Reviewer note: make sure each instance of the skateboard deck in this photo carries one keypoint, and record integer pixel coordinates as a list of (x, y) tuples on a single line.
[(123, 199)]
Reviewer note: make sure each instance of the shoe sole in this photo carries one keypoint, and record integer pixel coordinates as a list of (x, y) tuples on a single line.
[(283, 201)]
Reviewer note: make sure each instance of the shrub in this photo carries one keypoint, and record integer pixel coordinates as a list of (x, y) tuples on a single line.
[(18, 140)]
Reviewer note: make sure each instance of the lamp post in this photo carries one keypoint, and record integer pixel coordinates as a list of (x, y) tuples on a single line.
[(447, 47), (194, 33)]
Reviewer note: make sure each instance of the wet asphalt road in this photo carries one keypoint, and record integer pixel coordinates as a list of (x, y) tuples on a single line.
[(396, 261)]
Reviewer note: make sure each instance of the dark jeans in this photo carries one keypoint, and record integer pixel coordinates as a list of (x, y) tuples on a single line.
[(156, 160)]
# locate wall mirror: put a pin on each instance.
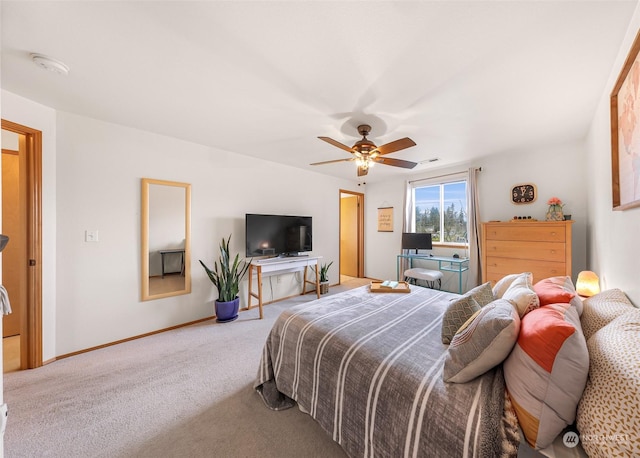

→ BRIEF: I need the lines from the line containing "Reviewer note: make sure each instance of the lamp" through the final line of the listing duplicated exactly, both ends included, with no pictures and nothing else.

→ SOLUTION FOR THIS PROBLEM:
Reviewer note: make sure each instance of the lamp post in this photo carries one keypoint, and record integer pixel coordinates as a list of (x, y) tuples on a single line.
[(447, 47), (194, 33)]
Reviewer note: make sure each instance of the wet asphalt road in this photo carries one keypoint, and record integer pixel coordinates as a list of (x, y) tuples on a single line.
[(396, 261)]
Reviewer note: make sure each instance of the dark jeans in this photo carries one keypoint, and record integer pixel coordinates as a list of (x, y) tuples on a single line.
[(156, 160)]
# locate wall mirror: put a pin on each instance.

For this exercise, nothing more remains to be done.